> _OBJECTIF 1_:
Restituez le passage du texte sur l'affaire Croissant qui commence par « Dits Ecrits tome » et se termine par « un mandat d'arrêt. ».
> _OBJECTIF 2_:
D'après le texte sur l'affaire Croissant, dans quel journal le garde des Sceaux a-t-il répondu publiquement à M. Foucault ?

> _TEXTE_:

= = = =

Dits Ecrits tome III texte n°226


Mis en cause dans la lettre de M. Foucault aux leaders de la gauche (voir supra no 214) à propos de l'extradition de Klaus Croissant, le garde des Sceaux, Alain Peyrefitte, répondit publiquement dans Le Nouvel Observateur sous forme d'une lettre adressée à M. Foucault qui lui répond ici.

Monsieur le ministre.

[...] La demande d'asile formulée par Klaus Croissant n'est pas, me dites-vous, restée « sans réponse ». C'est exact, au sens strict. Disons donc qu'elle est restée en suspens : on demandait à Croissant de se présenter en personne, alors que la justice allemande avait lancé contre lui un mandat d'arrêt.

Sur le second point *, votre lettre me semble trahir comme une gêne.

* Il s'agit du passage suivant : « Vous parlez ensuite de «cet autre (garde des Sceaux) qui justifiait une extradition non encore prononcée ». Le contexte indique que c'est à moi que vous songez. Vous faites probablement allusion à ce débat du 26 octobre dernier, où une question m'avait été posée au sujet de Croissant. Ce que vous ignorez, apparemment, c'est que j'ai répondu que je me «refusais à commenter une affaire en cours » et que « je me contenterais donc de répondre en termes généraux du problème de l'euroterrorisme ». Cette réaction était d'ailleurs la seule convenable. Plusieurs radios et journaux (dont Libération) l'ont notée. D'autres non.

= = = =

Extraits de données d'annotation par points
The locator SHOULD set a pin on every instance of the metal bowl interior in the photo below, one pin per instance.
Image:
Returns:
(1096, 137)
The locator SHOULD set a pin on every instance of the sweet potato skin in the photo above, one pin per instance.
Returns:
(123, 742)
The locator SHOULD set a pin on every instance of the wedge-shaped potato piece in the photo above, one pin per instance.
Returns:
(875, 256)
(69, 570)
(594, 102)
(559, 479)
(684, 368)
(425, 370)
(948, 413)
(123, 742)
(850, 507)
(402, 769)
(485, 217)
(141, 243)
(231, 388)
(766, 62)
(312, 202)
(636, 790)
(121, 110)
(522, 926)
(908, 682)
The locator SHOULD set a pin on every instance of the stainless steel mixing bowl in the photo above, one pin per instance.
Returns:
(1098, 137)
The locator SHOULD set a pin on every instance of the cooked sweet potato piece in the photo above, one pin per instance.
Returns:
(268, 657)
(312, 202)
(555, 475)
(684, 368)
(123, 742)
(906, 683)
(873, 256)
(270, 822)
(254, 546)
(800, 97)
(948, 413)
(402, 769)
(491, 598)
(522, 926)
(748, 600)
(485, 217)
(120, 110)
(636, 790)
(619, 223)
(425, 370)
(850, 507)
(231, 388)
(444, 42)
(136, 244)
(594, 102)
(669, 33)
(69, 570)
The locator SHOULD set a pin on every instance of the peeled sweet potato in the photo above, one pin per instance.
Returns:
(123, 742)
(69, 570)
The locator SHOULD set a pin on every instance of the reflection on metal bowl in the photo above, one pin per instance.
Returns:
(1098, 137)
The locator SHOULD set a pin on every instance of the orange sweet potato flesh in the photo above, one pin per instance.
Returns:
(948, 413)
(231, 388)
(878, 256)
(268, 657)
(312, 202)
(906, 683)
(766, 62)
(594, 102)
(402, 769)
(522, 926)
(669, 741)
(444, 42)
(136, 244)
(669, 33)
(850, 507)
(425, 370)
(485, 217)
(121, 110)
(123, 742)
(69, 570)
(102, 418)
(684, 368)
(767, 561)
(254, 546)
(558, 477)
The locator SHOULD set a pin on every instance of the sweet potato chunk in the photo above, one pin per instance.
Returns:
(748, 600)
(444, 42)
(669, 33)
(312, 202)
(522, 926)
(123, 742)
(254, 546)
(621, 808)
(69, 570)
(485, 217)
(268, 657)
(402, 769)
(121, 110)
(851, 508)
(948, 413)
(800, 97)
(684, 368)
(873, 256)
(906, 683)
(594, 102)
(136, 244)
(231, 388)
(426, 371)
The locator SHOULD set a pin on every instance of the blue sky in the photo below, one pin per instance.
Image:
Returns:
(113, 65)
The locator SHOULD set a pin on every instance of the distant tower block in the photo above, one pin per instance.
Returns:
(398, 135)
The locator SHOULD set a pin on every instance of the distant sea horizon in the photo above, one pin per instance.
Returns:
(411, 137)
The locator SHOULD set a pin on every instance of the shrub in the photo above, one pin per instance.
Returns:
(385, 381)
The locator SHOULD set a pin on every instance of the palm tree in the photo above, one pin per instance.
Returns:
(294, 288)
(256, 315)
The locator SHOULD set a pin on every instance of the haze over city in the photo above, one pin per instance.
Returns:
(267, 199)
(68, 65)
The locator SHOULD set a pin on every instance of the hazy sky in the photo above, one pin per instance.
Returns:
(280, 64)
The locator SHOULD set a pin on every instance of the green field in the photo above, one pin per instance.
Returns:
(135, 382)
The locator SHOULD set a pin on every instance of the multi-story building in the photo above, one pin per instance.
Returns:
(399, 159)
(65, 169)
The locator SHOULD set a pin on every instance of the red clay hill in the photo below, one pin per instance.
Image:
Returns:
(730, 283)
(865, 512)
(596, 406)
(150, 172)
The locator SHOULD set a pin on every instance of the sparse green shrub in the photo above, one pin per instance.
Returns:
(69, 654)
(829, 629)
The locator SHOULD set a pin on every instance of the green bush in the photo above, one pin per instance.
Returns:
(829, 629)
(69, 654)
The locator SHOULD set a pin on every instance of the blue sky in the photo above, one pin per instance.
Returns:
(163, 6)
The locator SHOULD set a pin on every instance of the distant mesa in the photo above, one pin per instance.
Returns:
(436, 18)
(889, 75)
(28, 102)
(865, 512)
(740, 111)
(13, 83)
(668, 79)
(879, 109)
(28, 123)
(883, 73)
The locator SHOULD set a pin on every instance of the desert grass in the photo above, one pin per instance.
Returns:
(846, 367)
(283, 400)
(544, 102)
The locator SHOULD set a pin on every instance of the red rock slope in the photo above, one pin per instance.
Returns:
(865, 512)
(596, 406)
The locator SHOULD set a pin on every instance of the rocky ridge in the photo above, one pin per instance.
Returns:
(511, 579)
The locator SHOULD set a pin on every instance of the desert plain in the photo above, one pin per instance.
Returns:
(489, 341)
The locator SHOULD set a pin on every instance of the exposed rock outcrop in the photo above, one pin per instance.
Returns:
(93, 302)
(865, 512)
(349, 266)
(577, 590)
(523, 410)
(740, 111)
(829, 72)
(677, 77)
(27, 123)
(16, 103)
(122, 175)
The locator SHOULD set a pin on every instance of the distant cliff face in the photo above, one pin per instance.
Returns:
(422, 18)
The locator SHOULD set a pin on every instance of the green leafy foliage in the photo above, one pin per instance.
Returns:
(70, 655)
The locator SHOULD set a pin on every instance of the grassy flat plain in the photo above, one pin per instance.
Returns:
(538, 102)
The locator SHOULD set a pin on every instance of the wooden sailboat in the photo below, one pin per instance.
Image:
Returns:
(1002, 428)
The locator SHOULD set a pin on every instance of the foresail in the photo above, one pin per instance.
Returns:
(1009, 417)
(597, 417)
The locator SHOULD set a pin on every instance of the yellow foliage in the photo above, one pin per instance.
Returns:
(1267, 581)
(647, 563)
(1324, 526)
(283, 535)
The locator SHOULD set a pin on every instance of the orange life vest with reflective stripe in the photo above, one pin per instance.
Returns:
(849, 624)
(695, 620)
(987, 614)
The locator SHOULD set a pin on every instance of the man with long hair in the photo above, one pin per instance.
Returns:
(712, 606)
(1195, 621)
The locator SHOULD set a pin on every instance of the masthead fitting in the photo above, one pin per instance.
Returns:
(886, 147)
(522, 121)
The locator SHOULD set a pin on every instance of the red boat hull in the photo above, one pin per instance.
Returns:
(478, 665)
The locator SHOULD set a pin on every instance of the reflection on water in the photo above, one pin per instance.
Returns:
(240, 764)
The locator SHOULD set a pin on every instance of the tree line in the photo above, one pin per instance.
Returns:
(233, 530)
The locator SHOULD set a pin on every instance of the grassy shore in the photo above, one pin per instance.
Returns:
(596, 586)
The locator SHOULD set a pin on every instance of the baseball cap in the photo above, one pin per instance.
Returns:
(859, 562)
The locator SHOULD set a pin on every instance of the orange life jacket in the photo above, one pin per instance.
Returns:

= = = =

> _RÉPONSE 1_:
Dits Ecrits tome III texte n°226


Mis en cause dans la lettre de M. Foucault aux leaders de la gauche (voir supra no 214) à propos de l'extradition de Klaus Croissant, le garde des Sceaux, Alain Peyrefitte, répondit publiquement dans Le Nouvel Observateur sous forme d'une lettre adressée à M. Foucault qui lui répond ici.

Monsieur le ministre.

[...] La demande d'asile formulée par Klaus Croissant n'est pas, me dites-vous, restée « sans réponse ». C'est exact, au sens strict. Disons donc qu'elle est restée en suspens : on demandait à Croissant de se présenter en personne, alors que la justice allemande avait lancé contre lui un mandat d'arrêt.

> _RÉPONSE 2_:
Dans Le Nouvel Observateur.